**Your task:** Identify the line in which "Mark the sign" appears, then reproduce that line and all remaining lines of the records word for word.

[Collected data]
_ _ _ _

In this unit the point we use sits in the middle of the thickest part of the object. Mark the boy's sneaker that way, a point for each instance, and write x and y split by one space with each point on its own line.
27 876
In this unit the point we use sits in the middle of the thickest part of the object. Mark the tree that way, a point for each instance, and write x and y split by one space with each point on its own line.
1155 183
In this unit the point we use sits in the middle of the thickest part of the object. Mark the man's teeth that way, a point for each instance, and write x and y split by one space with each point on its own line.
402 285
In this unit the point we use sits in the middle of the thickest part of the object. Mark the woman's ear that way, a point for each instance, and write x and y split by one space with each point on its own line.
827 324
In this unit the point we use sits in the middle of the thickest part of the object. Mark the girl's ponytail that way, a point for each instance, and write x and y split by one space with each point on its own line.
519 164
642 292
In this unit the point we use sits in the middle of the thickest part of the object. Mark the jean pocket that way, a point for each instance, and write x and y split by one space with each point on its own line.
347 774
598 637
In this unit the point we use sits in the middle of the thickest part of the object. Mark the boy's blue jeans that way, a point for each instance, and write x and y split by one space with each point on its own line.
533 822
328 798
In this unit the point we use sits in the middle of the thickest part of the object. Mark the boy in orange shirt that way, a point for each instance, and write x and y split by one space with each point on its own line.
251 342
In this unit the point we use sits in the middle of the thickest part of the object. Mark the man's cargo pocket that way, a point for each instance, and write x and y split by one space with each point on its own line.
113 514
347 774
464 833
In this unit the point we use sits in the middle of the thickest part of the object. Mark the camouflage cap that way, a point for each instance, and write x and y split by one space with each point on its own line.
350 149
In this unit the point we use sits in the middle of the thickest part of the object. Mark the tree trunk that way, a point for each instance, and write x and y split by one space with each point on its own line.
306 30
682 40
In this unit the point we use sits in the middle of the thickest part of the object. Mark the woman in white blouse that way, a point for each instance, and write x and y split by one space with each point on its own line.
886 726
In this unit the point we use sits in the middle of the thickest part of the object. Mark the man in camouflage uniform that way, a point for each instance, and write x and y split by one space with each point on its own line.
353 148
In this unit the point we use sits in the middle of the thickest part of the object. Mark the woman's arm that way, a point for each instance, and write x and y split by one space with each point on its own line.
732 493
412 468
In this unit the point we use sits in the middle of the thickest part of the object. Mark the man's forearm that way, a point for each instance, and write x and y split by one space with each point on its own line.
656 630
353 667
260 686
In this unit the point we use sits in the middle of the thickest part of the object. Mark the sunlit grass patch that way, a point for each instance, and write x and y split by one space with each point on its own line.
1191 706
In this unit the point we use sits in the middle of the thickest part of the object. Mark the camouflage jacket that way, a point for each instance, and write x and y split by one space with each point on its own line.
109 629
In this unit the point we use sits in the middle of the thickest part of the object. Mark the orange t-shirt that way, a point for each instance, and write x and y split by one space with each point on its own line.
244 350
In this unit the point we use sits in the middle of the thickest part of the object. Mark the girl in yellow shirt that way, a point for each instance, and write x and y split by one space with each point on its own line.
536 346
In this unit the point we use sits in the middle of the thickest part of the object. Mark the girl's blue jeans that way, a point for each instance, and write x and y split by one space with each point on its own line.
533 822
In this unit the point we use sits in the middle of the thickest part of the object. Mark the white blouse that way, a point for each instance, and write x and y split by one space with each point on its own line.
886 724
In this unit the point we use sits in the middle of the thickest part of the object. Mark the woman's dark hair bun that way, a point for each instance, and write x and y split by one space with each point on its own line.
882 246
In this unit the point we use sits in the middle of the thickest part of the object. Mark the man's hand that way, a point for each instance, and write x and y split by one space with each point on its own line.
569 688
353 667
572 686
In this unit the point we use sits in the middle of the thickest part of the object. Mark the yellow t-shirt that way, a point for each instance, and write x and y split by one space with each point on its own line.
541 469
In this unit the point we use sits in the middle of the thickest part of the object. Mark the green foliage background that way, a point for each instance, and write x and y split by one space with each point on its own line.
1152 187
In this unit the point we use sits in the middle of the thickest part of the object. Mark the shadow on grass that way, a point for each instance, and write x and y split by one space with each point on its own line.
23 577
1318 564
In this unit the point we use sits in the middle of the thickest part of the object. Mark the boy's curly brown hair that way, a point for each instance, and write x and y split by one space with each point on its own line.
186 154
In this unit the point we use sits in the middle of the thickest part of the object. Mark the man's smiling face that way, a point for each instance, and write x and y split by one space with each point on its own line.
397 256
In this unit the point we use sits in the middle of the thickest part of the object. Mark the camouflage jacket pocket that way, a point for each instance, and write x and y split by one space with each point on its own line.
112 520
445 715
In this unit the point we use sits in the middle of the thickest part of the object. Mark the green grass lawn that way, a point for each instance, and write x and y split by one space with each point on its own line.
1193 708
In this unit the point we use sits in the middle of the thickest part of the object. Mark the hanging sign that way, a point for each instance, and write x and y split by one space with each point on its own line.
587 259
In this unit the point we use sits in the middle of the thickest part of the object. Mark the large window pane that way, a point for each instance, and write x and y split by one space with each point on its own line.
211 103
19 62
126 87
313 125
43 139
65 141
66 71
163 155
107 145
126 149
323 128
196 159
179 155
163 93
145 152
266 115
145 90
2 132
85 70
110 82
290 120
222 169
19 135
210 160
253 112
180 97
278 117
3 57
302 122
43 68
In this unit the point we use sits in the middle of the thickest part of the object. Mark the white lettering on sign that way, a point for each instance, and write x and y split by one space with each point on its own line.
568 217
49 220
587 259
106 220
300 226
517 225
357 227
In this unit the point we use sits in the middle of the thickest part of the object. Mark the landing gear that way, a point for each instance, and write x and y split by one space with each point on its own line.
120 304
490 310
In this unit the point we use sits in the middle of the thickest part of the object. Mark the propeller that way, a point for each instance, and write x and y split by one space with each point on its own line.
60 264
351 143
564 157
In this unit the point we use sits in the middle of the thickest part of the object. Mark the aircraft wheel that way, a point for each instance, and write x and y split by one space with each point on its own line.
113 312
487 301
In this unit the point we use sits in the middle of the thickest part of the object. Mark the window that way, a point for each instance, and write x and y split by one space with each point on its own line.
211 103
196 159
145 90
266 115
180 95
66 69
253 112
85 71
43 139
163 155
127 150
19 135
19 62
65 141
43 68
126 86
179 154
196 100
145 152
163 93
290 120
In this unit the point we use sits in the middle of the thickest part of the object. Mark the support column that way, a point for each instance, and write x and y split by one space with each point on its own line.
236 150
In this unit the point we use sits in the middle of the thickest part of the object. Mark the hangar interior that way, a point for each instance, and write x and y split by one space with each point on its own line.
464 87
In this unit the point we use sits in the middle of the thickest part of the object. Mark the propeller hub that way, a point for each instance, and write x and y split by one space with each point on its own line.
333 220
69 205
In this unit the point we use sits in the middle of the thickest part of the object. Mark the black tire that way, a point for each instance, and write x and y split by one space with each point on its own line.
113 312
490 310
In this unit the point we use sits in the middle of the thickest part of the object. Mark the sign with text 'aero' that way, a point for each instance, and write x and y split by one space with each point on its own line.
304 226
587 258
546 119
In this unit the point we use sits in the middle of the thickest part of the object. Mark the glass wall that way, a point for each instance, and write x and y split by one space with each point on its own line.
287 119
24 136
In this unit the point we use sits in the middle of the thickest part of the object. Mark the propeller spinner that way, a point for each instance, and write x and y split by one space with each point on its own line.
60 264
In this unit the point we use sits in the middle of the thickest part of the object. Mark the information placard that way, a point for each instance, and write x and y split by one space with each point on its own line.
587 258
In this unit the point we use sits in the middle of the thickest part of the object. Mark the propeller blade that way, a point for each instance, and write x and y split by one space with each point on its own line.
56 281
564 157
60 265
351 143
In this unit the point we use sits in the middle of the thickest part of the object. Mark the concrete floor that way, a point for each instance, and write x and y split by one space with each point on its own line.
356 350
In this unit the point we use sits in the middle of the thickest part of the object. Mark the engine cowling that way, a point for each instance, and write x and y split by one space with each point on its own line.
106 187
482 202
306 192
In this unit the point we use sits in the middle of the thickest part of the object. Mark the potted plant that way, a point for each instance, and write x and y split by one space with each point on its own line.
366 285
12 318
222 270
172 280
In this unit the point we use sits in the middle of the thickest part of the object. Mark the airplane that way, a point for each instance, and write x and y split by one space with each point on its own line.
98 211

_ _ _ _

**Answer to the exercise:**
In this unit the point we use sits in the middle of the thickest part of the object. Mark the sign with text 'aero' that way, a point for each instance, and write x and y split by one space with each point on its own line.
304 226
587 258
546 119
In this unit the point we use sits in the middle of the thickest part of the object. Mark the glass wall that way, a point for each instance, and write x and y split by one space with each point on its own line.
287 119
24 136
In this unit the point we use sits in the middle of the thickest part of the object. Mark the propeller spinner that way, a point for each instance, and write x and y split by one space with each point on its own line.
60 264
In this unit the point we use sits in the middle of the thickest part of the object. Mark the information placard that way, a point for each instance, and write x and y split by one space with each point on its own line.
587 258
In this unit the point we use sits in the middle of the thickest part of the object. Mark the propeller blade that way, a point for each instance, and write x and y split by one space with each point on its own line.
56 281
564 157
60 265
351 143
In this unit the point we use sits in the middle of the thickest part of the object. Mark the concrete floor that way, a point for each instance, and write x and y split by one space with each point on its own line.
356 350
In this unit the point we use sits in the middle of the thickest part of the object. Mark the engine cowling that way, a point for each instance, and write x and y split by one space with each point on its own line.
106 187
482 202
306 192
In this unit the point we use sits in the middle of the thickest part of the object. Mark the potted plant that way, a point for each instance, and write x and y split by one space with each point on its own line.
366 285
12 318
222 270
172 280
In this unit the point we use sits in the middle of the thickest part of the object. Mark the airplane that way, a point for each instance, and write x and y split by one space with each point on its own line.
98 211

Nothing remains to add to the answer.